── TASK INPUTS

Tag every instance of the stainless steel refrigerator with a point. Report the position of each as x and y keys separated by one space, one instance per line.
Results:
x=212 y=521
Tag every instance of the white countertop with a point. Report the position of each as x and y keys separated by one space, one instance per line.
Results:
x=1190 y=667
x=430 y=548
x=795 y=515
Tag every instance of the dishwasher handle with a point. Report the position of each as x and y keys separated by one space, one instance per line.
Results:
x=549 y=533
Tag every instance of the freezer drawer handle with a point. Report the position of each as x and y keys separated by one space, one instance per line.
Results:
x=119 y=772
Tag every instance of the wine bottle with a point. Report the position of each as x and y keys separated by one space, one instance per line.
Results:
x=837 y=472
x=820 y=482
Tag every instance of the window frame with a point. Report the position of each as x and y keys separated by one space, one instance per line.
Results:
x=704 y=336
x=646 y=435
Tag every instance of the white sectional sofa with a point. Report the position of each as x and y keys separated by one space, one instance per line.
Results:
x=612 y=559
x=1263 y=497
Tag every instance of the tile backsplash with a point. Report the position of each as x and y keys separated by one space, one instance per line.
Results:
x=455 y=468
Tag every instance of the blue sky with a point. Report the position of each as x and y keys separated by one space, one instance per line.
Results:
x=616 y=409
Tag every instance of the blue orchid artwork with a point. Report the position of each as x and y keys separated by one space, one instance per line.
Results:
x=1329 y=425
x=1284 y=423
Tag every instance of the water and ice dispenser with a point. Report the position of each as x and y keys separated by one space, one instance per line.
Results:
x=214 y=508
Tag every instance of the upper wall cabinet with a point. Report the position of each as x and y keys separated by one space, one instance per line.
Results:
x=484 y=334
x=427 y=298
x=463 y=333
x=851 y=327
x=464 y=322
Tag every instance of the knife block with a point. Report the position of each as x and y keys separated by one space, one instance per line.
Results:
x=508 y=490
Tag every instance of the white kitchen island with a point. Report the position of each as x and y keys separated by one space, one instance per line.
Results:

────

Your response should hold the lines from the first line of the entries above through the line with "Tag every instance of the knife", each retyped exactly, and nothing else.

Tag every instance of the stainless steel refrigerator with a point. Report the position of each as x and y keys separated by one space, one instance per line.
Results:
x=212 y=521
Tag every instance of the white countertop with a point. Report the position of each as x and y keys separated by one space, one instance per line.
Results:
x=1190 y=667
x=430 y=548
x=795 y=515
Tag every instance of the dishwasher handle with a point. Report the position of each as x and y keys separated by one space, one instance per line.
Results:
x=549 y=533
Tag every instance of the freezer drawer handle with a point. Report the position of each as x and y keys separated by one space, one instance per line.
Results:
x=119 y=772
Tag every instance of the wine bottle with a point. Report the position of each as x and y keys separated by one space, one instance per line.
Results:
x=837 y=472
x=820 y=482
Tag every instance of the window frame with a point. Report the position of each as x and y keys separated by one space, one instance per line.
Results:
x=704 y=336
x=646 y=435
Tag every instance of the white sectional sofa with a point. Report the position of each as x and y keys separated by one space, one instance per line.
Results:
x=612 y=559
x=1263 y=497
Tag every instance of the tile backsplash with a point. Report the position of each as x and y keys separated by one space, one instance per line.
Results:
x=455 y=468
Tag every instance of the blue sky with a point. Report the position of each as x and y keys separated by one space, one instance per line.
Results:
x=616 y=409
Tag every instance of the blue orchid artwork with a point. Report the position of each as x and y keys separated by one space, one instance per line.
Results:
x=1329 y=425
x=1284 y=423
Tag every instance of the water and ice dispenser with a point. Report the position of each as x and y keys separated by one space, one instance per line.
Results:
x=214 y=508
Tag every instance of the upper wall cabinet with a point. Report the position of each as x and y keys separated by one space, one instance per line.
Results:
x=484 y=334
x=427 y=298
x=463 y=333
x=851 y=327
x=464 y=322
Tag every instance of the knife block with a point. Report the position of each as x and y keys separated by one space, one instance per line.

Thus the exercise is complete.